Задания
1. Перепечатай фрагмент рассказа о встрече с Мариной без изменений: начни со слов «Марина широко раскрытыми» и закончи словами «говорили о пережитом.».
2. Выведи заново только начало листинга, от первой строки до строки со словами «33 150 L 37» включительно, заменив в нем «palm tree» на «coconut palm» и оставив все остальное как есть.

Расставаясь, мы обещали переписываться, а при первой возможности встретиться, но успели обменяться лишь одним письмом. Внезапное продвижение фашистских войск на юге страны прервало завязавшуюся переписку. Территория, на которой находился госпиталь, оказалась в тылу врага. На все моя запросы о судьбе медсестры Марины получал неутешительные ответы. Сразу же после освобождения станции Лихой сделал новую попытку. Райвоенком потребовал сообщить адрес родителей девушки, которого я не знал. Комендант станции сообщил, что во время эвакуации фашисты разбомбили эшелоны госпиталя, поэтому вероятнее всего интересующая меня медсестра погибла. Лишь в глубине сердца оставалась надежда на встречу после войны. И вот встреча на фронтовой дороге!
Марина широко раскрытыми глазами молча смотрела на меня.
Видимо, тоже не верила в случившееся. По ее побледневшим щекам катились слезы.
С нежностью смотрю в почти не изменившееся лицо. Лишь побледневшие щеки, едва заметная сеточка морщинок в уголках глаз и словно застывшая в них боль говорили о пережитом.
— Здравствуй, Марина! — почти шепотом выговорил я. — Неужто это ты?!
Преодолев скованность от неожиданной встречи и испытывая чувство нежности, я обнял свою спасительницу и крепко прижал к груди.
— Сколько я разыскивала тебя, Саша! — глотая слезы, выдавила наконец Марина. — Куда только не писала…
— Я тоже, Марина, но ты как в воду канула.
— Госпиталь разбомбили… Много пришлось пережить при отступлении. Потом резерв. Попросилась на передовую. И вот теперь прибыла сюда.
— К нам?! — наконец выдохнул я. — Да!
— Значит, теперь почти вместе! Это же здорово, Маринушка! Я батальоном командую.
Улыбка, радостная улыбка осветила ее усталое лицо. Забыв обо всем, мы продолжали стоять посередине дороги, жадно расспрашивать друг друга о пережитом за время разлуки.
С этого дня мы продолжали шагать одной фронтовой дорогой, твердо решив, что только смерть может разлучить нас.

Исходные данные
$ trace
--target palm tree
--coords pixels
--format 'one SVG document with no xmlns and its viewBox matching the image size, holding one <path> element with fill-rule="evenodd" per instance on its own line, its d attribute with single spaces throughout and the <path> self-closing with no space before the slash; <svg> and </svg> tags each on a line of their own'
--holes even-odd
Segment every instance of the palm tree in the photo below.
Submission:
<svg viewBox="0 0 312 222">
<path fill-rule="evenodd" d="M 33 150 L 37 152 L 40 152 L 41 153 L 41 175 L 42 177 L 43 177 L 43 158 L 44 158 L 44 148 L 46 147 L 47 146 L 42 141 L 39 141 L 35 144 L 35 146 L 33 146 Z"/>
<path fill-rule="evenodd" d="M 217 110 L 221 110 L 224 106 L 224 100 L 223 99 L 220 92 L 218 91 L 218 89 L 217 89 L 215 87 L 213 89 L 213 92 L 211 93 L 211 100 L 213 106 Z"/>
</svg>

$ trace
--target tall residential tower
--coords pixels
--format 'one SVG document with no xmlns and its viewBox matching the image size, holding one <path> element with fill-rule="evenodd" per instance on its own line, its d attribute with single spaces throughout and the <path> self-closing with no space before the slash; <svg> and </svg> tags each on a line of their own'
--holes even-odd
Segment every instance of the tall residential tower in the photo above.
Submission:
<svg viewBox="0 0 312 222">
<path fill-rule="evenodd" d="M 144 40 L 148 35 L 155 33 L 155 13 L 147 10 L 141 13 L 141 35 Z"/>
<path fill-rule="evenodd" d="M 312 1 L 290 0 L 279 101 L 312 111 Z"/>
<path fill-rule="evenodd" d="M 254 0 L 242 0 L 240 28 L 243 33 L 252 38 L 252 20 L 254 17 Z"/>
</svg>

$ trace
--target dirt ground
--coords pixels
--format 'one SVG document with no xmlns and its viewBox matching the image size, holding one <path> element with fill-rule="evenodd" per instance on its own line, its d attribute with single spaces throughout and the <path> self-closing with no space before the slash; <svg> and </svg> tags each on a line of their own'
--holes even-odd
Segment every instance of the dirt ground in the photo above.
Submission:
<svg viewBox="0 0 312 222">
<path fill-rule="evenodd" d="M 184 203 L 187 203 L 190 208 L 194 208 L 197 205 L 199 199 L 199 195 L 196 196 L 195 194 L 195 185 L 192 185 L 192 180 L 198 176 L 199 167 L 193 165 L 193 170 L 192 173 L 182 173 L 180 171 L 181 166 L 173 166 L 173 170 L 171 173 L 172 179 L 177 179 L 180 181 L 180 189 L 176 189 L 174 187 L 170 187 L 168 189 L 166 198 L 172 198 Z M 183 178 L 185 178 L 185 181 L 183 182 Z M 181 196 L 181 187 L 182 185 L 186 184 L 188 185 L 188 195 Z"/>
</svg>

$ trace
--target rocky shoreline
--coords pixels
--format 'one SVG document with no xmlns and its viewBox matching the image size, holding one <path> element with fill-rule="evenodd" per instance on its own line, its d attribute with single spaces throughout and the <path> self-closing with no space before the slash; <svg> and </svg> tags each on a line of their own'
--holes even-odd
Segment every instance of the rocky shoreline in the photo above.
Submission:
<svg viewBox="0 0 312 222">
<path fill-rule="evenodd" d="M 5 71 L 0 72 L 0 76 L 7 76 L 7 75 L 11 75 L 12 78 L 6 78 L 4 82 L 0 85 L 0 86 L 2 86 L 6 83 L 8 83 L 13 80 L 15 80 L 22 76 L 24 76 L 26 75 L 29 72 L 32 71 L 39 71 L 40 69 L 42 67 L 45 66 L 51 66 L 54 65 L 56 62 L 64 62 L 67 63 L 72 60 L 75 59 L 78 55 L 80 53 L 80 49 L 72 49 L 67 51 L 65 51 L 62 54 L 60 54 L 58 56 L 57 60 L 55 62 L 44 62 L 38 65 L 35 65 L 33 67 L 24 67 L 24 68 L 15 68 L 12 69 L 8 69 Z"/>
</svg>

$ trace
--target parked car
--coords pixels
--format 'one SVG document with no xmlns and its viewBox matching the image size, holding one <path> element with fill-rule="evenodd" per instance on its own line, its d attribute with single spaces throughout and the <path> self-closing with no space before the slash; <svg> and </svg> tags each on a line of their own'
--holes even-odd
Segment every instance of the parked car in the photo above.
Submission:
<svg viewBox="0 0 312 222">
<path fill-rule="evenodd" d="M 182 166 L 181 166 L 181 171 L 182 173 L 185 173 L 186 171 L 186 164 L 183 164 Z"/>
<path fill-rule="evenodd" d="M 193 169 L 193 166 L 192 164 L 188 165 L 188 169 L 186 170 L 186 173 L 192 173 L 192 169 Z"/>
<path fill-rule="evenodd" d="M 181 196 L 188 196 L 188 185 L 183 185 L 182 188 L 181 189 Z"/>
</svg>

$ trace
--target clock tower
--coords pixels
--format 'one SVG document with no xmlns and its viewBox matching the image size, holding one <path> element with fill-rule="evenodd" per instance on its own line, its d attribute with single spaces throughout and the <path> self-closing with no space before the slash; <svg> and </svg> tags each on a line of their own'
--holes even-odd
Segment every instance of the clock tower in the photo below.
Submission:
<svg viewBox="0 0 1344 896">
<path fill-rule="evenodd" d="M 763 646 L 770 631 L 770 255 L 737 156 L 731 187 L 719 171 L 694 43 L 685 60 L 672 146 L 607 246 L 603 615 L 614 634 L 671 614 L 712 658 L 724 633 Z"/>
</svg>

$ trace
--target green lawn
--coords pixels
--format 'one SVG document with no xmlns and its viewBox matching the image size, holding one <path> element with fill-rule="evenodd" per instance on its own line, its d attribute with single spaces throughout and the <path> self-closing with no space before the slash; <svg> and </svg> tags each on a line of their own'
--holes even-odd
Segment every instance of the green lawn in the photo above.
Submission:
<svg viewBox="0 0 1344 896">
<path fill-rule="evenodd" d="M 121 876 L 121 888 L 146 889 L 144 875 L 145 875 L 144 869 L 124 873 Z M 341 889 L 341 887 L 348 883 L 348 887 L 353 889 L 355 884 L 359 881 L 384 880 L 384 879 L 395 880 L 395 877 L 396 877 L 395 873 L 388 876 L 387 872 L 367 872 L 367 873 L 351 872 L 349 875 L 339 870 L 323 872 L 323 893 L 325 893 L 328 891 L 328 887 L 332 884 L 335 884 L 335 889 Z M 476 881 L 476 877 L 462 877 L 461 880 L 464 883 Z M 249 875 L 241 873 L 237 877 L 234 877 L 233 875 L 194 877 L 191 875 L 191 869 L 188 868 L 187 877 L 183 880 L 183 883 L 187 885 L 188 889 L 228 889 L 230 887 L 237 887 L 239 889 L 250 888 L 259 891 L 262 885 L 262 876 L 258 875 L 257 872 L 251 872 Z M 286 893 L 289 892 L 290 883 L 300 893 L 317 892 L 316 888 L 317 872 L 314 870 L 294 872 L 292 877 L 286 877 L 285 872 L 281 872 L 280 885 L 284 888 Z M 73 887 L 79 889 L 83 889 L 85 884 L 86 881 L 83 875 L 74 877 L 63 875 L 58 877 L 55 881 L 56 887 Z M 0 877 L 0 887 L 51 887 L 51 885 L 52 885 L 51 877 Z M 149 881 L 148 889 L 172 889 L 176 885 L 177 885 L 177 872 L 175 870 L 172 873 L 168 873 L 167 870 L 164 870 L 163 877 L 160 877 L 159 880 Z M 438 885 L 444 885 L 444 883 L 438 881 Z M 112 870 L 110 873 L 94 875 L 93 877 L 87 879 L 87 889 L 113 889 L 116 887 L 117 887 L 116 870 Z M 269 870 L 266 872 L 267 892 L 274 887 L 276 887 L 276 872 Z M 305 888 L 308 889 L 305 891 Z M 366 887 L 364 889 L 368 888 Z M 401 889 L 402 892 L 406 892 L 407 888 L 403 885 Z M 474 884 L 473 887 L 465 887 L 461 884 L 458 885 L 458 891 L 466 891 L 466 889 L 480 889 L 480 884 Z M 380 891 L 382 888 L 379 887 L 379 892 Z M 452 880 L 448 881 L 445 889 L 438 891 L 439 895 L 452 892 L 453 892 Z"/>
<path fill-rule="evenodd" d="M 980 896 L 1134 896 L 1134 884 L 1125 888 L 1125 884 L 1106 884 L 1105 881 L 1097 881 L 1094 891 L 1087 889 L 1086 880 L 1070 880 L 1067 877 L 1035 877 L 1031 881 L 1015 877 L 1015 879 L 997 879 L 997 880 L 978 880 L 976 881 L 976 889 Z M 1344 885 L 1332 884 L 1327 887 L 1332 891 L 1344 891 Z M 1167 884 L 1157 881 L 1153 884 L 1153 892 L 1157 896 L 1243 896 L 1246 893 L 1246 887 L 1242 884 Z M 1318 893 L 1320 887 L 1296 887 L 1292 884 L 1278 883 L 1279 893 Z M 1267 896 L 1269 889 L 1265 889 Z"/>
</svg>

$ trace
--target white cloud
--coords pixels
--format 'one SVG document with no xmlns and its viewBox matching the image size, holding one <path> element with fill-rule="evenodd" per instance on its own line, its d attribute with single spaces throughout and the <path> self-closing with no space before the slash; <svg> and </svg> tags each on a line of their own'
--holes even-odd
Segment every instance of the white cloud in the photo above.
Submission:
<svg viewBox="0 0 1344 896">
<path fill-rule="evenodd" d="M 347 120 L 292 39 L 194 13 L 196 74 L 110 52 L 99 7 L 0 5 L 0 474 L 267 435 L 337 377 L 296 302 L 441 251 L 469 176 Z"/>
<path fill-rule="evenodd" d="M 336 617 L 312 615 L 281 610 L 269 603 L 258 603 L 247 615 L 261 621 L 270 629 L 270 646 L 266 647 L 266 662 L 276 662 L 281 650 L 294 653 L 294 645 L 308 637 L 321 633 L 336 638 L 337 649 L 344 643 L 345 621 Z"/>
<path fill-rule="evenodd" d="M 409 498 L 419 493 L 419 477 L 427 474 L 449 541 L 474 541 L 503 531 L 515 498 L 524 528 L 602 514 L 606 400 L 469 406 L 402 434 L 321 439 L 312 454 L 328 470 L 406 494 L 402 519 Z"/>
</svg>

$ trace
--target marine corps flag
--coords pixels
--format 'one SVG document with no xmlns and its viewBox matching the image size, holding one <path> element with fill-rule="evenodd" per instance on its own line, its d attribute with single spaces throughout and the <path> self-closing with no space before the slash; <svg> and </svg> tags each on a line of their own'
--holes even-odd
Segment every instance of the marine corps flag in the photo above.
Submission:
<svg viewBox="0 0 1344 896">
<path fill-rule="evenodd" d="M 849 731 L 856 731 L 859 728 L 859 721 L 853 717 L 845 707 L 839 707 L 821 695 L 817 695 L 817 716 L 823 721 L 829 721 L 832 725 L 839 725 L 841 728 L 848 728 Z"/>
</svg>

Ответы по заданиям
1.
Марина широко раскрытыми глазами молча смотрела на меня.
Видимо, тоже не верила в случившееся. По ее побледневшим щекам катились слезы.
С нежностью смотрю в почти не изменившееся лицо. Лишь побледневшие щеки, едва заметная сеточка морщинок в уголках глаз и словно застывшая в них боль говорили о пережитом.

2.
$ trace
--target coconut palm
--coords pixels
--format 'one SVG document with no xmlns and its viewBox matching the image size, holding one <path> element with fill-rule="evenodd" per instance on its own line, its d attribute with single spaces throughout and the <path> self-closing with no space before the slash; <svg> and </svg> tags each on a line of their own'
--holes even-odd
Segment every instance of the coconut palm in the photo below.
Submission:
<svg viewBox="0 0 312 222">
<path fill-rule="evenodd" d="M 33 150 L 37 152 L 40 152 L 41 153 L 41 175 L 42 177 L 43 177 L 43 158 L 44 158 L 44 148 L 46 147 L 47 146 L 42 141 L 39 141 L 35 144 L 35 146 L 33 146 Z"/>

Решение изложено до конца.